*TASK REQUIREMENTS*. Swap "tally sheet" for "checklist" throughout all the rows below and write them out again with nothing else changed, leaving out the pictures.

------------------------------

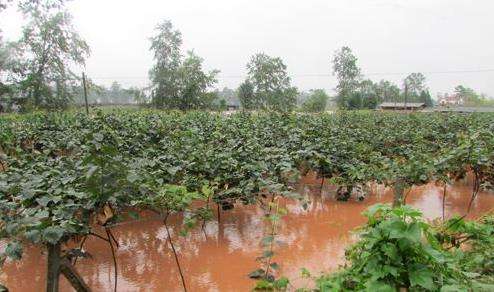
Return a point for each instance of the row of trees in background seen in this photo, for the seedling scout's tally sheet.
(35, 71)
(356, 92)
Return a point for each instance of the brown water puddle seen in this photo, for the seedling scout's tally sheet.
(221, 259)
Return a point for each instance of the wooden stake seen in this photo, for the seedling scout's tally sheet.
(53, 267)
(85, 91)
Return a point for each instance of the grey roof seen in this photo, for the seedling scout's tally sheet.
(402, 104)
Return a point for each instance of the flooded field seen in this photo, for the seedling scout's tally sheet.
(220, 257)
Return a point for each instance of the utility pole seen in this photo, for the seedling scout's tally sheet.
(406, 94)
(85, 91)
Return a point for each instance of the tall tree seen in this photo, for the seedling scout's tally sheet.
(316, 101)
(387, 91)
(415, 83)
(348, 74)
(247, 96)
(272, 85)
(194, 84)
(177, 82)
(164, 73)
(51, 46)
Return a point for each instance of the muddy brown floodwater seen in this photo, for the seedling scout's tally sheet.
(221, 258)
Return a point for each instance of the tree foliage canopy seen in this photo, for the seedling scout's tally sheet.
(178, 82)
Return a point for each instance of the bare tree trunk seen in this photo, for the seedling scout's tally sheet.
(53, 268)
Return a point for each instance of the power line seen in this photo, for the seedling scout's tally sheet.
(329, 75)
(307, 75)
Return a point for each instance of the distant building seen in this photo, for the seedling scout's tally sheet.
(401, 106)
(450, 99)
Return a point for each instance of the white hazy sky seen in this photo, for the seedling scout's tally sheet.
(388, 36)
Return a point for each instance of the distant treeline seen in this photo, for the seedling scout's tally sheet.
(36, 71)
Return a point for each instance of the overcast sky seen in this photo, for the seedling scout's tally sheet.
(391, 38)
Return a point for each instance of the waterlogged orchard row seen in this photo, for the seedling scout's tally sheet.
(63, 174)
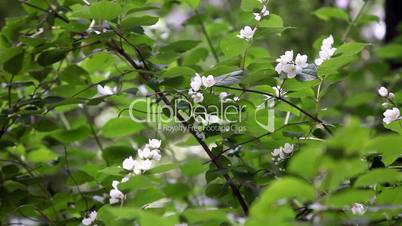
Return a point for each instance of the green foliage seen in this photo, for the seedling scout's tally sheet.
(86, 85)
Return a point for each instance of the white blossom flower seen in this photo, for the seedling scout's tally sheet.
(129, 163)
(106, 90)
(196, 82)
(144, 153)
(208, 81)
(90, 219)
(212, 119)
(223, 96)
(292, 70)
(276, 152)
(154, 143)
(288, 148)
(198, 97)
(156, 155)
(290, 67)
(144, 165)
(383, 91)
(279, 91)
(358, 209)
(247, 33)
(115, 194)
(391, 115)
(327, 51)
(200, 135)
(260, 15)
(301, 61)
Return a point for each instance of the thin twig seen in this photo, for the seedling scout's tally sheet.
(216, 162)
(67, 168)
(283, 100)
(349, 28)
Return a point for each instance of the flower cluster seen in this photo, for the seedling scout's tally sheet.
(279, 154)
(90, 219)
(264, 12)
(196, 83)
(392, 114)
(382, 91)
(358, 209)
(106, 90)
(116, 196)
(224, 97)
(136, 166)
(247, 33)
(145, 156)
(327, 50)
(291, 67)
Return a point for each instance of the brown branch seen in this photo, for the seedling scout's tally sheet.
(283, 100)
(162, 96)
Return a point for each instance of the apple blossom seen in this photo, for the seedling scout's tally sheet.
(247, 33)
(383, 91)
(197, 97)
(90, 219)
(115, 194)
(391, 115)
(106, 90)
(208, 81)
(154, 143)
(288, 148)
(358, 209)
(290, 67)
(129, 164)
(327, 51)
(260, 15)
(196, 82)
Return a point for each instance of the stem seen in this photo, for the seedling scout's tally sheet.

------------------------------

*REPLY TO THE TASK*.
Return a point for each instance of the row of trees in background seen in this photo, for the seedling scout's checklist.
(35, 71)
(356, 92)
Return a point for each instance of the brown water puddle seen in this photo, for the seedling scout's checklist.
(221, 259)
Return a point for each instance of the wooden stake seen in this photo, for the seedling scout's checklist.
(53, 267)
(85, 91)
Return a point for each instance of the grey roof seen in this photo, for the seedling scout's checklist.
(402, 104)
Return a point for each instance of the flooded field seen in this photo, for the seedling scout's checklist.
(220, 257)
Return a point for each instance of the utility pole seen in this photo, for the seedling scout's checklist.
(406, 94)
(85, 91)
Return a point for each instance of the tall tree seen in this photo, for the seedling scout's checklist.
(316, 101)
(387, 91)
(415, 83)
(348, 74)
(247, 96)
(272, 85)
(194, 84)
(177, 82)
(164, 73)
(51, 46)
Return a point for each instance of the muddy brown floodwater seen in this photo, for the seedling scout's checklist.
(221, 258)
Return a point for each instance of the tree foliage canopy seen in this photo, for the seedling scout's checklist.
(178, 82)
Return a point for each instance of the bare tree trunk seen in this photo, for the seedling scout's checklist.
(53, 268)
Return a point for each instance of the power line seen in this photo, for the seedling scout's checklist.
(329, 75)
(307, 75)
Return a point for each instance of the distant building seen in this photo, for the seedling scout's checklist.
(401, 106)
(450, 99)
Return a point for each instance of the white hazy sky seen in this photo, for the seedling scout's checklist.
(388, 36)
Return a point for each instance of the distant treeline seen in this photo, for the seedling scout's checklist.
(36, 71)
Return a point for each instance of the overcast sky seen in this photo, for the seedling scout's checklist.
(391, 38)
Return a point for each instance of the waterlogged orchard row seen in this photo, for the seedling scout's checklist.
(63, 174)
Return a point for each instance of the green foliage seen in this photo, for the seedling scout's checklist.
(86, 85)
Return a point for each instance of the white blossom flower seen in this photo, for the seedling scout's checklist.
(129, 163)
(106, 90)
(196, 82)
(144, 153)
(208, 81)
(90, 219)
(212, 119)
(223, 96)
(292, 70)
(276, 152)
(154, 143)
(288, 148)
(198, 97)
(156, 155)
(290, 67)
(144, 165)
(383, 91)
(279, 91)
(358, 209)
(247, 33)
(115, 194)
(391, 115)
(327, 51)
(200, 135)
(260, 15)
(301, 61)
Return a point for each instance of the thin twig seen in this photo, for the seedling scout's checklist.
(216, 162)
(67, 168)
(283, 100)
(349, 28)
Return a point for each instance of the flower cluster seen in this photo, for the seedling scout's checklist.
(279, 154)
(90, 219)
(264, 12)
(196, 83)
(392, 114)
(382, 91)
(358, 209)
(106, 90)
(116, 196)
(224, 97)
(136, 166)
(247, 33)
(145, 156)
(327, 50)
(291, 67)
Return a point for each instance of the brown branch seen in this photo, for the seedling scout's checklist.
(283, 100)
(162, 96)
Return a point for each instance of the apple blossom seen in this photo, for the seedling scout's checklist.
(247, 33)
(383, 91)
(197, 97)
(90, 219)
(115, 194)
(391, 115)
(106, 90)
(208, 81)
(154, 143)
(288, 148)
(358, 209)
(290, 67)
(129, 164)
(327, 51)
(260, 15)
(196, 82)
Return a point for each instance of the stem seen in this photo, for the seedling scout's checklist.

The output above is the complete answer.